L'hydrocéphalie : une question d'intelligence
Nous tenons souvent pour acquis que la médecine progresse, toujours plus rapidement, et qu'une meilleure compréhension conduit presque inévitablement à un meilleur traitement. Pourtant, en ce qui concerne le problème courant de l'hydrocéphalie, bien connu d'Hippocrate et d'autres médecins de l'Antiquité, les médecins utilisent encore une méthode mise au point pour la première fois en 1949 pour soulager cette affection potentiellement mortelle.
L'hydrocéphalie est une accumulation de liquide dans les cavités du cerveau (appelées ventricules), ce qui provoque leur élargissement et augmente éventuellement la pression sur le cerveau. L'hydrocéphalie est loin d'être rare dans le monde. Aux États-Unis, environ 1 bébé sur 500 naît avec une hydrocéphalie, et un plus grand nombre d'entre eux développent la maladie au cours des deux premières années de leur vie. L'hydrocéphalie n'est pas non plus l'apanage des enfants : chez les adultes, elle peut survenir à tout moment, en particulier après une infection ou une hémorragie intracrânienne, ou après l'âge de 60 ans, avec une prévalence qui augmente avec l'âge. En fait, elle est souvent sous-diagnostiquée dans cette tranche d'âge car les symptômes peuvent être attribués à la maladie d'Alzheimer ou à la maladie de Parkinson. Cela signifie évidemment que de nombreuses personnes - jusqu'à 10 % des patients atteints de démence - pourraient vivre avec une maladie traitable et non dégénérative. Imaginez ce que cela pourrait signifier en termes de qualité de vie, non seulement pour les malades, mais aussi pour leurs proches et les personnes qui s'occupent d'eux.
L'avancée qui a eu lieu il y a 70 ans
Les conséquences d'une hydrocéphalie non traitée vont des lésions cérébrales à la mort, mais heureusement, le traitement chirurgical est très efficace. Il y a environ un siècle, les chirurgiens ont commencé à mettre au point des dérivations pour drainer le liquide du cerveau vers la cavité abdominale. Avec l'introduction des valves (entre 1949 et 1960), celles-ci sont devenues très utiles, permettant de drainer l'excès de liquide automatiquement - soit sur la base d'un niveau de pression prédéfini, soit réglable par le médecin - ce qui a permis d'améliorer considérablement les résultats.

#### Travail à faire:
(a) Renvoyez à l'identique tout le passage du texte sur l'hydrocéphalie, depuis « L'avancée qui a » jusqu'à « considérablement les résultats. ».
(b) Traduisez en anglais la phrase suivante du texte sur l'hydrocéphalie : « L'hydrocéphalie est loin d'être rare dans le monde. »
(c) Poursuivez le texte sur l'hydrocéphalie à la suite de sa dernière phrase.

[Enregistrements issus d'une source de données]
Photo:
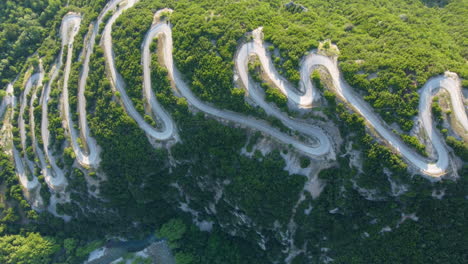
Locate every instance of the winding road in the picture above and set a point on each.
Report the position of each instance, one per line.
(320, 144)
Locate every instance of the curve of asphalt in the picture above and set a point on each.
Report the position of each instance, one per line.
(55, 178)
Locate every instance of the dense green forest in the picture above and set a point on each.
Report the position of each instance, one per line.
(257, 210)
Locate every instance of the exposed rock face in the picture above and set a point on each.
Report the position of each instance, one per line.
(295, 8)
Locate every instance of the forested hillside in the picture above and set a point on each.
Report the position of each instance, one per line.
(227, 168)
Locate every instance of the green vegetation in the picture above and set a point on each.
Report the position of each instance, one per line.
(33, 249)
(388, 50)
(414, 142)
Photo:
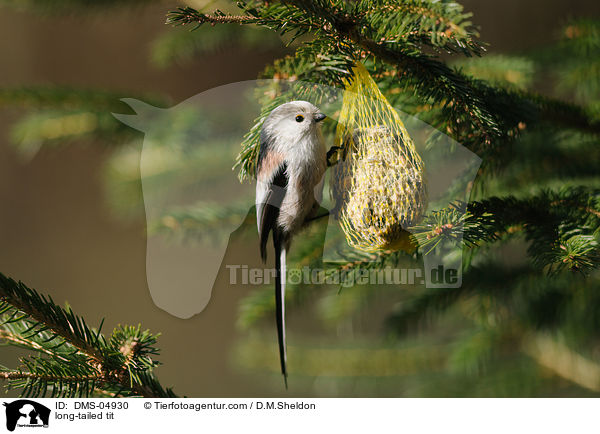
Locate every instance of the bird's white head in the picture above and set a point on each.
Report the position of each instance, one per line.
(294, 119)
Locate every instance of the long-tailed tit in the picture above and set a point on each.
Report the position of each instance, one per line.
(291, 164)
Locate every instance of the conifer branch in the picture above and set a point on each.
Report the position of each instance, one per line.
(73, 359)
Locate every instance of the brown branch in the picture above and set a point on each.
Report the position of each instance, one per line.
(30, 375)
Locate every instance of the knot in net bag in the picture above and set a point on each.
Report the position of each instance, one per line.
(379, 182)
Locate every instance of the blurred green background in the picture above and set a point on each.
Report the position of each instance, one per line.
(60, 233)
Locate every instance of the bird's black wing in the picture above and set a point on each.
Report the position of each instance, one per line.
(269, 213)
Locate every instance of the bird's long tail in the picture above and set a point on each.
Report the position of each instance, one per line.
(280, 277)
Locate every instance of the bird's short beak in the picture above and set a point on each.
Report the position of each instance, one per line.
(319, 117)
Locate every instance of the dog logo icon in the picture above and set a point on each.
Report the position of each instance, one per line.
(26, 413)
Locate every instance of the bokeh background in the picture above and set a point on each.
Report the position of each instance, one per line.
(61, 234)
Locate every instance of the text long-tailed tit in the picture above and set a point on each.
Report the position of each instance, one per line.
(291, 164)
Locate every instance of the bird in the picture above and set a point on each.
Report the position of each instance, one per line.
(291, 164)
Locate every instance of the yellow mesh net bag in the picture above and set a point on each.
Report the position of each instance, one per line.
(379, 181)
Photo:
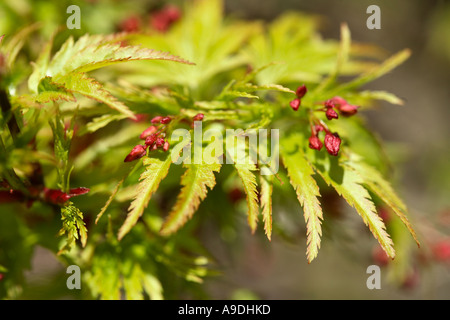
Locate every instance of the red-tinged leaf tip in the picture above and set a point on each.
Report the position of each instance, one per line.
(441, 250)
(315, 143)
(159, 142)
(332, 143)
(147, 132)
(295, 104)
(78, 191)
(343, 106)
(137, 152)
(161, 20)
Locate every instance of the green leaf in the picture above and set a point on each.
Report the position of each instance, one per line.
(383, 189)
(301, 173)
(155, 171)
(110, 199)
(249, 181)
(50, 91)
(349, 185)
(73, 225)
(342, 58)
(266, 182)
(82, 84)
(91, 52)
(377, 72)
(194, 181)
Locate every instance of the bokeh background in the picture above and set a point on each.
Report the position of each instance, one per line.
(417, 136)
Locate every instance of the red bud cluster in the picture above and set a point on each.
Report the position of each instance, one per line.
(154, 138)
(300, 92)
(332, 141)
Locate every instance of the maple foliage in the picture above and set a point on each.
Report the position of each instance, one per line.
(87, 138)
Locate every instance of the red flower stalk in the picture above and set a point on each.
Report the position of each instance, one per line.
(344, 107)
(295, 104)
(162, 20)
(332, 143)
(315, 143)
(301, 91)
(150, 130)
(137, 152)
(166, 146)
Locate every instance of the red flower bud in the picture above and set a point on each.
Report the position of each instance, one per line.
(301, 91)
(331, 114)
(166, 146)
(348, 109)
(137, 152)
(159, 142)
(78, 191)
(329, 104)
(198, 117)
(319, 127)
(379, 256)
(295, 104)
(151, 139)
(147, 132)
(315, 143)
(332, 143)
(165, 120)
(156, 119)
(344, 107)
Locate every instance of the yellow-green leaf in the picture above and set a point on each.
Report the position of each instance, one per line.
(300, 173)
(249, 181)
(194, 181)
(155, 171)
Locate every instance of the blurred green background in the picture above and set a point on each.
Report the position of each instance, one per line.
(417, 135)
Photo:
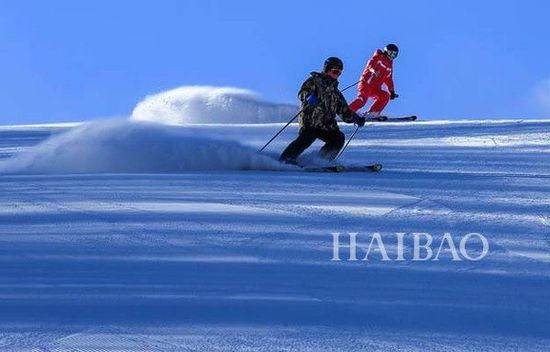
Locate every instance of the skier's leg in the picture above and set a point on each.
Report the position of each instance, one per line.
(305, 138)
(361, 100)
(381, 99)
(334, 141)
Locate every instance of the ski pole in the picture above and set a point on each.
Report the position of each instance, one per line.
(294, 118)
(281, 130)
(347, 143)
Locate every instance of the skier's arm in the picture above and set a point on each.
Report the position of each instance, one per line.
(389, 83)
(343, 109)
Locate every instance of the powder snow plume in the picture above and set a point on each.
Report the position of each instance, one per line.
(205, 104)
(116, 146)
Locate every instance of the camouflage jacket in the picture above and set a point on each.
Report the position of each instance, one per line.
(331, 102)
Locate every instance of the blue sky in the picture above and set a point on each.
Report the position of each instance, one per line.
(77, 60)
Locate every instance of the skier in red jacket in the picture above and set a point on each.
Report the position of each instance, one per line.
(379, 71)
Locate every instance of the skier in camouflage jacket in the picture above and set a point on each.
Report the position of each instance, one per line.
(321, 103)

#### Corrigé de l'exercice:
(a)
L'avancée qui a eu lieu il y a 70 ans
Les conséquences d'une hydrocéphalie non traitée vont des lésions cérébrales à la mort, mais heureusement, le traitement chirurgical est très efficace. Il y a environ un siècle, les chirurgiens ont commencé à mettre au point des dérivations pour drainer le liquide du cerveau vers la cavité abdominale. Avec l'introduction des valves (entre 1949 et 1960), celles-ci sont devenues très utiles, permettant de drainer l'excès de liquide automatiquement - soit sur la base d'un niveau de pression prédéfini, soit réglable par le médecin - ce qui a permis d'améliorer considérablement les résultats.

(b) Hydrocephalus is far from rare around the world.

(c)
Mais il y a encore des limites. Par exemple, la force de gravité peut entraîner un drainage excessif lorsque le patient est en position verticale, et les blocages ou les infections sont fréquents. En outre, les soupapes de pression différentielle basées sur une technologie vieille de 70 ans ne sont tout simplement pas assez précises pour donner de bons résultats de manière constante. N'est-il pas temps de faire une mise à jour ?
Depuis qu'elle a commencé son doctorat en 2008, moment où elle a parlé pour la première fois aux neurochirurgiens des problèmes liés au traitement de l'hydrocéphalie, le Dr Marianne Schmid Daners (qui a une formation en génie mécanique et en soins infirmiers) s'est consacrée à la conception d'une dérivation du XXIème siècle. Le manque de connaissances sur la maladie et sur les meilleurs paramètres de contrôle de la dérivation constituait un handicap majeur. Après son doctorat, Marianne a poursuivi une double approche, orientée à la fois vers la recherche fondamentale et l'application, avec un financement du Fonds National Suisse et d'Innosuisse, respectivement. Tous les projets ont été menés en étroite collaboration avec l'université de Zurich, l'hôpital universitaire de Zurich et des partenaires internationaux.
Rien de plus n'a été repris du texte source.